[Natural-language object grounding data]

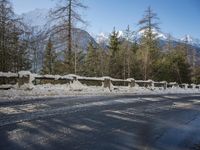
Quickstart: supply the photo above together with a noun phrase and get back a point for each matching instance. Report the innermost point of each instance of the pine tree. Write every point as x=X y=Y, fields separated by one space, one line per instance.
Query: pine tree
x=49 y=60
x=148 y=51
x=115 y=66
x=67 y=15
x=92 y=62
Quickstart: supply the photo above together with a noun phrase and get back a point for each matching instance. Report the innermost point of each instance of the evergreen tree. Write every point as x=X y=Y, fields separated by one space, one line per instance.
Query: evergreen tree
x=148 y=50
x=67 y=15
x=49 y=59
x=92 y=62
x=115 y=67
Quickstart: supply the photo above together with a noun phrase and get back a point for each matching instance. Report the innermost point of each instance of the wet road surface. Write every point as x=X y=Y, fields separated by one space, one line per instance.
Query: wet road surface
x=162 y=122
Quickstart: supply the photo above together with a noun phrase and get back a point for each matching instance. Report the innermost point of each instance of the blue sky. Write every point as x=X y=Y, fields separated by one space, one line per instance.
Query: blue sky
x=177 y=17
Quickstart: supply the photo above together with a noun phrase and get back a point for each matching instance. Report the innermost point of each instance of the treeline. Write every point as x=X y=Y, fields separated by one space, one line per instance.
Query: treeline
x=24 y=48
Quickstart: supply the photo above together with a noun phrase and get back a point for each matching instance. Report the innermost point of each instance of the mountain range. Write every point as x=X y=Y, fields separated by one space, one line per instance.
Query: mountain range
x=40 y=18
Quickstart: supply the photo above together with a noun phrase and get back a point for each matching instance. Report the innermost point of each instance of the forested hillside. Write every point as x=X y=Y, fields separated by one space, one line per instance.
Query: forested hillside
x=60 y=46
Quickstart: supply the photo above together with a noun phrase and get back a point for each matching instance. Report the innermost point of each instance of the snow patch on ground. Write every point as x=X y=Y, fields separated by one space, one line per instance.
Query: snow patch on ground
x=77 y=88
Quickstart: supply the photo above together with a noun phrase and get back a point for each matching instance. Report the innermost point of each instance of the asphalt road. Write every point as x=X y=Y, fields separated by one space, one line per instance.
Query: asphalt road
x=162 y=122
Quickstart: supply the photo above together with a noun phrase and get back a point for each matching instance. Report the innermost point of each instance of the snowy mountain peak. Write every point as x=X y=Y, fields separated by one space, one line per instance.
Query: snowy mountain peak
x=158 y=34
x=190 y=40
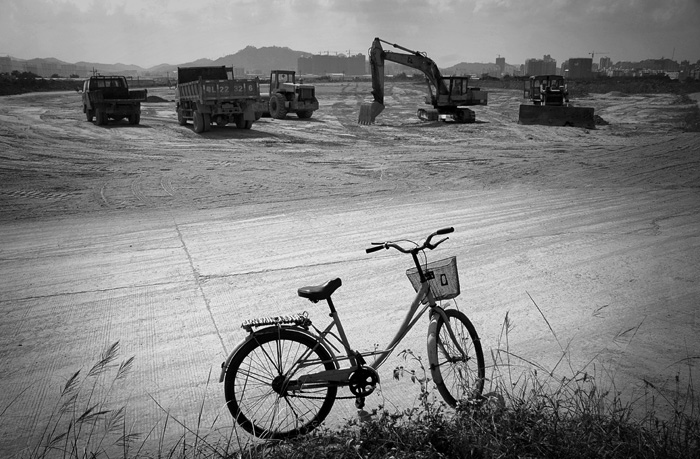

**What to work on**: With the images omitted, output all entries exactly as given.

**Result of the task**:
Quickstart: supply the photo above together with a noun phrase and get back a point for each matching instance. Report the innermost point of each instance of the pine tree. Write every point as x=X y=Y, fields separated by one space, one line per instance.
Query: pine tree
x=49 y=60
x=148 y=51
x=115 y=66
x=67 y=15
x=92 y=62
Quickstart: supply the photo above together with a noun phrase and get back a point for each matching instance. Report the innermost point of each instance of the evergreen tree. Write every point as x=X y=Y, fields separated by one space, one line per instance.
Query: evergreen tree
x=148 y=50
x=67 y=15
x=49 y=59
x=92 y=62
x=115 y=67
Quickstart: supply the photo above together with a noun phrase and get back a point for each matching instance. Report the innermost point of each instance of the wet road surface. Write every point as x=X y=Y, fields separated by one space, one line per instance.
Query: wet road surface
x=162 y=122
Quickstart: supply the photo above together with a noun phrase and get back a point for each matching instance. Report the innermost point of each instance of the blue sky. Write every point as x=X y=Y, fields separated by one space, one line per instance.
Query: blue sky
x=177 y=17
Quickstart: supply the photo above together with a noun phrase and get back a point for each matching instance. Report the innermost point of each instance of the treeline. Write every point as x=X y=Y, fields separated by one space, one line per instance.
Query: treeline
x=24 y=48
Quickstart: supply the photo above together with a noun phrase and get back a point for each matching instance. Report the innermost point of each instance of the mountain range. Write every point as x=X y=Y, fields separated by one space, one line per instance.
Query: mountain range
x=40 y=18
Quickstart: supply the photo above together with a noun phrase and get back a point for each matching instance. Report the innermost point of each instance of the forested hillside. Write every point as x=X y=Y, fields separated by one space, one line per instance.
Query: forested hillside
x=60 y=46
Quickstart: supply the photo above together with a noun phrase and get back a point for each matching instance. Report the innermost point of each instance of the snow patch on ground. Write every point as x=X y=Y, fields separated by one space, one line per instance.
Query: snow patch on ground
x=77 y=88
Quickstart: supply the photo above together with a noun phrase and get back a point for each matching instance. Report the innermost point of each instance of the asphalt road. Write every point as x=X y=Y, fields separated by one space, one line per instance.
Query: asphalt road
x=162 y=122
Quickstart: supply the photo above together with a noun phrase and get back a point for each matching instance. Report the innermost point of each instance of the snowy mountain peak. Write every point as x=X y=Y, fields separated by one space, one line per instance.
Query: snowy mountain peak
x=158 y=34
x=190 y=40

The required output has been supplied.